------ Data for the task

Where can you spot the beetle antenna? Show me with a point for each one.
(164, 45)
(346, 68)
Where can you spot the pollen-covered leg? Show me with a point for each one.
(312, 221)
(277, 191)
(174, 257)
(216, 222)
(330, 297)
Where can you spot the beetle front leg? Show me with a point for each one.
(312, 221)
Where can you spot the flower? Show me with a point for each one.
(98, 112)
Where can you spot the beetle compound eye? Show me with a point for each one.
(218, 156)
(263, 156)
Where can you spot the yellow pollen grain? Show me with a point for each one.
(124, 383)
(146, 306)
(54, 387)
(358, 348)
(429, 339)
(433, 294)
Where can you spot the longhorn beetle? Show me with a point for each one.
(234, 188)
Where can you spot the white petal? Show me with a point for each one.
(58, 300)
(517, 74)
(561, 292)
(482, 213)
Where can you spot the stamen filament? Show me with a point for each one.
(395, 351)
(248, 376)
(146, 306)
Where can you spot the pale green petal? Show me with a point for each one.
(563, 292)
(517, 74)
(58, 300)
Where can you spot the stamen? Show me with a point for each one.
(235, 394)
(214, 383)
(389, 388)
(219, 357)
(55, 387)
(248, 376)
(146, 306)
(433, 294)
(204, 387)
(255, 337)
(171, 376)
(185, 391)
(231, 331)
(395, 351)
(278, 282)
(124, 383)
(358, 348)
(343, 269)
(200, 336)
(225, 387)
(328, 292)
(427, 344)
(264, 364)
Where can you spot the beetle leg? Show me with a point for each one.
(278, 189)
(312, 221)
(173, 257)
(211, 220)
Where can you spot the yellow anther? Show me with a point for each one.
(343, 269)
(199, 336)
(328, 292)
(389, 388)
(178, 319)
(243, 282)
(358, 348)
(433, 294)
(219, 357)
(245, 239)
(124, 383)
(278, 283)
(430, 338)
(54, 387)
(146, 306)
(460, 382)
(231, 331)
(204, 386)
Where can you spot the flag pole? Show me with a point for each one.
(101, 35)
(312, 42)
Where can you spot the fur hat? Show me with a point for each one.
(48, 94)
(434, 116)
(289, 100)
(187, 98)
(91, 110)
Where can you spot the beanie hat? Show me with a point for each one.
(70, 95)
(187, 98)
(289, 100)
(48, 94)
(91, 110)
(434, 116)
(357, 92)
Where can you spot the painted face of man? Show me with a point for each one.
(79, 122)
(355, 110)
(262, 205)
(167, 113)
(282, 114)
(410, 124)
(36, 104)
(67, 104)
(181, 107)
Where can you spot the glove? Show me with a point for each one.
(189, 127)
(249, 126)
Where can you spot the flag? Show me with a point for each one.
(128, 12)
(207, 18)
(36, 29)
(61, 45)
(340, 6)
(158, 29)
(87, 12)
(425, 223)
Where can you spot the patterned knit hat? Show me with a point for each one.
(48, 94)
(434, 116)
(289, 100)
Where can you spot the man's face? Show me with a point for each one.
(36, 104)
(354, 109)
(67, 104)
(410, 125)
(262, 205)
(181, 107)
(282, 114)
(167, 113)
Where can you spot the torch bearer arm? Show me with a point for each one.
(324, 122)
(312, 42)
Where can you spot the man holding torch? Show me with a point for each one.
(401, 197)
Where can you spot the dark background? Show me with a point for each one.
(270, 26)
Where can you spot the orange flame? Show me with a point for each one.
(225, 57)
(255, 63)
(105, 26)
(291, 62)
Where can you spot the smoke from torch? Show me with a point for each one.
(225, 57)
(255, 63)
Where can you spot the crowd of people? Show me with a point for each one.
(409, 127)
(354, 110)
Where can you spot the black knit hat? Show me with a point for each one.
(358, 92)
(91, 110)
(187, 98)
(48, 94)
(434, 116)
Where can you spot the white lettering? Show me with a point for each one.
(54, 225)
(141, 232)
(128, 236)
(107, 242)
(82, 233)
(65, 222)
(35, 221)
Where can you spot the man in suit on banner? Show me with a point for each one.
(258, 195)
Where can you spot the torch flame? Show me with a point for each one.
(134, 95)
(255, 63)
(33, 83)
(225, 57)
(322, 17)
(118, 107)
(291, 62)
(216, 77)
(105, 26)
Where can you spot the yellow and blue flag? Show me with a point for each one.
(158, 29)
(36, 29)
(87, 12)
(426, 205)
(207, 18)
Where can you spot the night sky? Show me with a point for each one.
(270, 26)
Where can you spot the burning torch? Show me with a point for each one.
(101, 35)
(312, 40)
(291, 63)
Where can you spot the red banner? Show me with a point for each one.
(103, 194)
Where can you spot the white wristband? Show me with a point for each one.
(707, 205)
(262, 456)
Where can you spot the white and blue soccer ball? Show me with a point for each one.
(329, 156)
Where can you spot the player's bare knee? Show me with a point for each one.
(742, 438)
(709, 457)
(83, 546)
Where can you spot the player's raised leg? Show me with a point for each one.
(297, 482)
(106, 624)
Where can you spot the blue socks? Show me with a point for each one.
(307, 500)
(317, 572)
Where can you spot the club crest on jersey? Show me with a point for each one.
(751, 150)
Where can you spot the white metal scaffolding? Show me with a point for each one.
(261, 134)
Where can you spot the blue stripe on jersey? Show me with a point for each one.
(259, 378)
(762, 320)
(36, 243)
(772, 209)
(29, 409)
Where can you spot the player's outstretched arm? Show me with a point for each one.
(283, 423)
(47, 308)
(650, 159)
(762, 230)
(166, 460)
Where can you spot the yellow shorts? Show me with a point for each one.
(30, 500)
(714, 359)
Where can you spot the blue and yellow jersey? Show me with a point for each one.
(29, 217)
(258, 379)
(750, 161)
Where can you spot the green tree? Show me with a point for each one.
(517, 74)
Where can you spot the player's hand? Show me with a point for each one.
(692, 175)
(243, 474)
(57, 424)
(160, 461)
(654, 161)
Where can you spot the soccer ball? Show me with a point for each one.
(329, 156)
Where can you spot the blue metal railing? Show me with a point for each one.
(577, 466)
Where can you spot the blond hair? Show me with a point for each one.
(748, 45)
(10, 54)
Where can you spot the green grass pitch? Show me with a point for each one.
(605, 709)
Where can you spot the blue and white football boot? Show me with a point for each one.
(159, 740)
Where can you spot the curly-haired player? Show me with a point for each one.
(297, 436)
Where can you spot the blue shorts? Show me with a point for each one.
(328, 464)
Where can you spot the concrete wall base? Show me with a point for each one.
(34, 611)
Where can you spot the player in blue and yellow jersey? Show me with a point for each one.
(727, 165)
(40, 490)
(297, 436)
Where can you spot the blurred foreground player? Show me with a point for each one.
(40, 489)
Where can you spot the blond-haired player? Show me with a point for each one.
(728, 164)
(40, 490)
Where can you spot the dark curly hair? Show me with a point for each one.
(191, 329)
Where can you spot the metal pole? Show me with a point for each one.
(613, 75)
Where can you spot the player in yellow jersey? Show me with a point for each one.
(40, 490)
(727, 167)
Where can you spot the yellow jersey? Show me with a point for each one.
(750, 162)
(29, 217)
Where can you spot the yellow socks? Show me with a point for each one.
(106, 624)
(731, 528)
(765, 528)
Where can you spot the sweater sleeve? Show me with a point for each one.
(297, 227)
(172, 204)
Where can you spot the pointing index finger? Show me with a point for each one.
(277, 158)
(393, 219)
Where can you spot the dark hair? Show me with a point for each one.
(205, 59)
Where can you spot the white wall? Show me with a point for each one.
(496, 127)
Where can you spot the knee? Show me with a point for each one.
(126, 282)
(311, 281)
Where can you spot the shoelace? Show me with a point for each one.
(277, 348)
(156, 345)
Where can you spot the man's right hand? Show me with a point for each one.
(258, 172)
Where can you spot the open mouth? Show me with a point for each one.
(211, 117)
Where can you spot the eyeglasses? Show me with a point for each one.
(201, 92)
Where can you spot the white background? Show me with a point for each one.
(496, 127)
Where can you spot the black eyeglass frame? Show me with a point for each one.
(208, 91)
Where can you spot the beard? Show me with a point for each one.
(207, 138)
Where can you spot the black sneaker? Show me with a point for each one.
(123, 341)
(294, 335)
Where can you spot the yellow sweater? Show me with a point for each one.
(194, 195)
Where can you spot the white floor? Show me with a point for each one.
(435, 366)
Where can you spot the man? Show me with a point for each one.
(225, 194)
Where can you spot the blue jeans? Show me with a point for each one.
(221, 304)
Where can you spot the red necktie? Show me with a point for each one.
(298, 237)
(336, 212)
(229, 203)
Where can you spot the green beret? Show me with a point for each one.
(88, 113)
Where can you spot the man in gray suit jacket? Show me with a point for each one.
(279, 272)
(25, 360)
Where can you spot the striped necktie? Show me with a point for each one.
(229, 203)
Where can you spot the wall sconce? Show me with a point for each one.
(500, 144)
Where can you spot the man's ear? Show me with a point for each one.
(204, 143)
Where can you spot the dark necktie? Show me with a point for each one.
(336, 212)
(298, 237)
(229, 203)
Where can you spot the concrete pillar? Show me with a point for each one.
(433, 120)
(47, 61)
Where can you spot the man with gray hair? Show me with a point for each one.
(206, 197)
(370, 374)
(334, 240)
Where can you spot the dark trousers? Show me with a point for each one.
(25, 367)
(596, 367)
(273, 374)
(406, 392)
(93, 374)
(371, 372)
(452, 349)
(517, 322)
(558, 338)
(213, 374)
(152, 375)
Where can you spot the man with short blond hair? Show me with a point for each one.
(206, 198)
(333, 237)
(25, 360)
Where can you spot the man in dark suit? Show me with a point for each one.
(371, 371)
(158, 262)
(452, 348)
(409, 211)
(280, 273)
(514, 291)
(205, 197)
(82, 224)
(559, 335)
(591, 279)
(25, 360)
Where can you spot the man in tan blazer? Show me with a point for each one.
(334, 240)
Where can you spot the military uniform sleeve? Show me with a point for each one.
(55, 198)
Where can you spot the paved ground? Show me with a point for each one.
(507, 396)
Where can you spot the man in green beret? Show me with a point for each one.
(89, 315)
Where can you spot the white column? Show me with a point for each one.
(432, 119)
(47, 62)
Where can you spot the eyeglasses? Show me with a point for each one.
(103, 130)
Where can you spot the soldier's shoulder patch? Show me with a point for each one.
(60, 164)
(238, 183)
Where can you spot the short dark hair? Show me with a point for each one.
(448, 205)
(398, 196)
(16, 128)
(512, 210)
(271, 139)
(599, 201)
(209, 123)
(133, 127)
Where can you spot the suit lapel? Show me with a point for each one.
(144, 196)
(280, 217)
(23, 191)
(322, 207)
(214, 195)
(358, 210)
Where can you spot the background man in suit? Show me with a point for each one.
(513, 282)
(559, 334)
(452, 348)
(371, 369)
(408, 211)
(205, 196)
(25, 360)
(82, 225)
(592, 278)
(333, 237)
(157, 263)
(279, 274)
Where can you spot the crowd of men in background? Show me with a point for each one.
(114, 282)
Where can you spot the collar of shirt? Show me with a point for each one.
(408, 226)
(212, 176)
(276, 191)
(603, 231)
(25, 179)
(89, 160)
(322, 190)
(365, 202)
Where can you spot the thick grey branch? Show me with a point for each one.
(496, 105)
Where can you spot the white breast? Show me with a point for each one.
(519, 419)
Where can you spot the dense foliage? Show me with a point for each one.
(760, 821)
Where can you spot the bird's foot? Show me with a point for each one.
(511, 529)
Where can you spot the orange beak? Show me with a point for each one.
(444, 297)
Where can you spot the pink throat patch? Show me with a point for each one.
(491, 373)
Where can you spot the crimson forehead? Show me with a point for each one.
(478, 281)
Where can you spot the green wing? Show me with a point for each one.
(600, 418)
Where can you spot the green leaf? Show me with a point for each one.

------------

Task brief => Every line from the one containing "Where can you spot the crowd of men" through the last line must be copied exactly; leave out the rest.

Completed task =>
Where can you spot the crowd of men in background? Show me with a point for each one.
(114, 282)
Where can you spot the collar of shirt? Show me with a point for each one.
(408, 226)
(212, 176)
(276, 191)
(603, 231)
(25, 179)
(89, 160)
(322, 190)
(365, 202)
Where can you spot the thick grey branch? Show me with a point for each one.
(496, 105)
Where can you spot the white breast? Show me with a point for each one.
(519, 419)
Where can you spot the dense foliage? Show me with a point for each one.
(760, 821)
Where can you spot the bird's foot? Show me with a point for each one.
(511, 529)
Where can you spot the orange beak? Show me with a point for each one.
(444, 297)
Where can you spot the pink throat patch? Show me with a point for each one.
(491, 373)
Where can you spot the crimson forehead? Show me with a point for each one.
(478, 281)
Where can you spot the green wing? Show me with a point for each one.
(600, 418)
Where can you spot the green leaf? Show me with a point for each one.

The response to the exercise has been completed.